• [Исходный текст]:
============================================================
Для Пантагрюэля и для монаха Жана счастье казалось близким. Впереди Золотой век, и только было неизвестно, чем будут платить гуманисты Телема своим рабочим. Пока у них есть вклад – пантагрюэлевская контрибуция, он вложил ее в созидание утопии.
Рыцарский роман Рабле – роман о грандиозных силах человека.
Жан – монах, похожий на предводителя крестьянского восстания, – оживет у Вальтера Скотта в описании воина-монаха в отряде Робин Гуда.
Гимнаст побеждает великанов, нищий студент, нищий гуманист, ученый скептик в первых частях романа не верит в победу, потому что великаны – это добрые монахи-философы.
Мир Дон Кихота играет в рыцарские романы так же, как он играет в пастушков и пастушек. Во втором томе Дон Кихота все время обманывают. В герцогском дворце Дон Кихота окружает пышная феерия на тему «обманутый безумец».
Даже в исполнении программы-минимум справедливый губернатор (скорее, справедливый староста) и судья Санчо Панса, использующий фольклорную мудрость при решении трудных дел, может просуществовать на сухопутном острове не более суток.
Правда, у Санчо есть свое фольклорное время, своя история и будущность. Он не только тело, он ирония и доверие.
Человек, взятый только как тело, не имеет истории – история создается человечеством.
Рабле пародирует суд для того, чтобы уничтожить бессмысленность судоговорения, непонятного даже для истцов.
Он пародирует науку Сорбонны, старый брак.
Но он еще верит в доброго короля, в короля-философа, который все переделает, потому что для гуманистов бессмысленность старого мира очевидна.
Они много пьют, много едят; они пируют на пиру будущего; так переосмысливается карнавал.
Новое в них – сознание идущего времени.
Для Рабле и для Гаргантюа и Пантагрюэля уже наступил серебряный век.
Открылись двери в античный мир. Можно собрать и пересоздать медицину, географию, юриспруденцию, построить новые здания.
Золотой век будет завтра.
Золотой век – век свободного книгопечатания и прямой речи; схоластика будет преодолена; власть религии ограничена, Сорбонна реформирована.
В Золотом веке станут жить трудолюбивые, смелые люди.
Золотой век – время работы, любви и пира.
Этот век похож на веселое и торжественное окончание комедии Аристофана «Птицы».
============================================================
• [Задание]: Обновите отрывок текста о Рабле, который начинается со слов «Новое в них» и заканчивается словами «построить новые здания.». В нём замените «античный мир» на «древний мир». Список, который идёт дальше, здесь не понадобится.

• [Данные]:
============================================================
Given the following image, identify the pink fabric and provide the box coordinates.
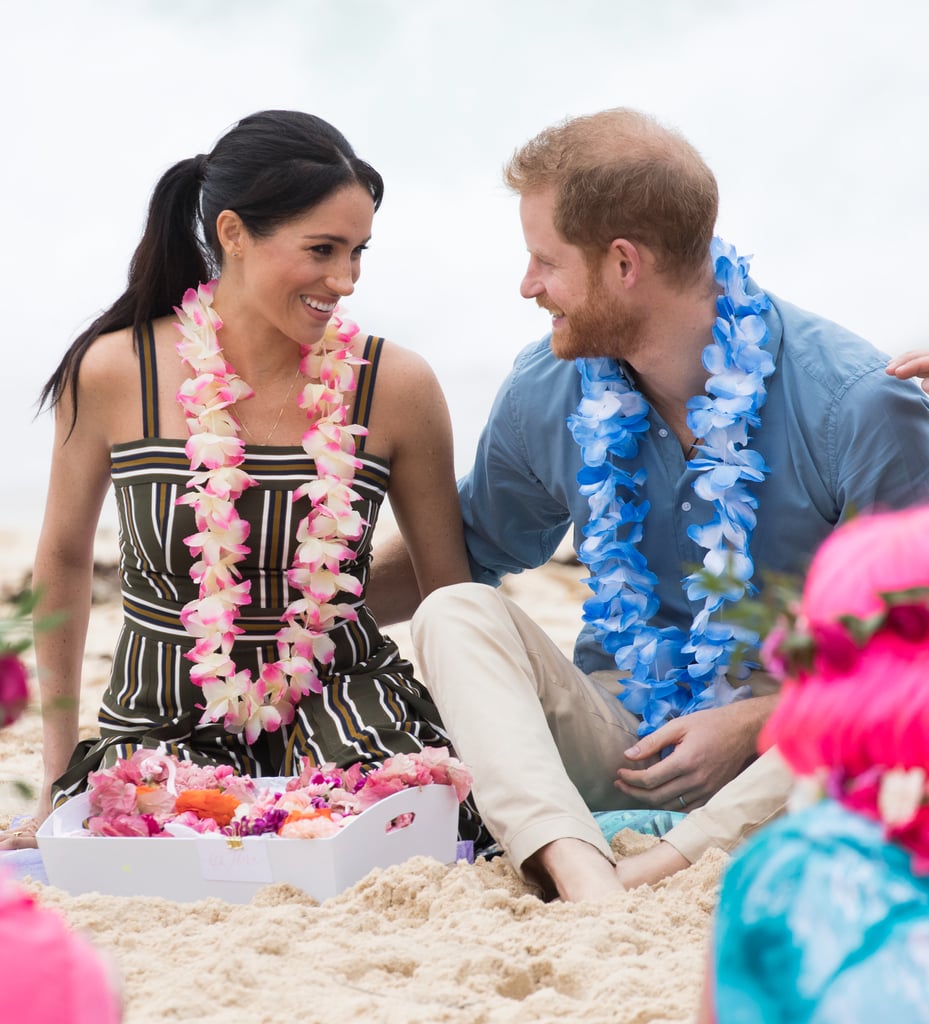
[0,873,122,1024]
============================================================
• [Результат]:
Новое в них – сознание идущего времени.
Для Рабле и для Гаргантюа и Пантагрюэля уже наступил серебряный век.
Открылись двери в древний мир. Можно собрать и пересоздать медицину, географию, юриспруденцию, построить новые здания.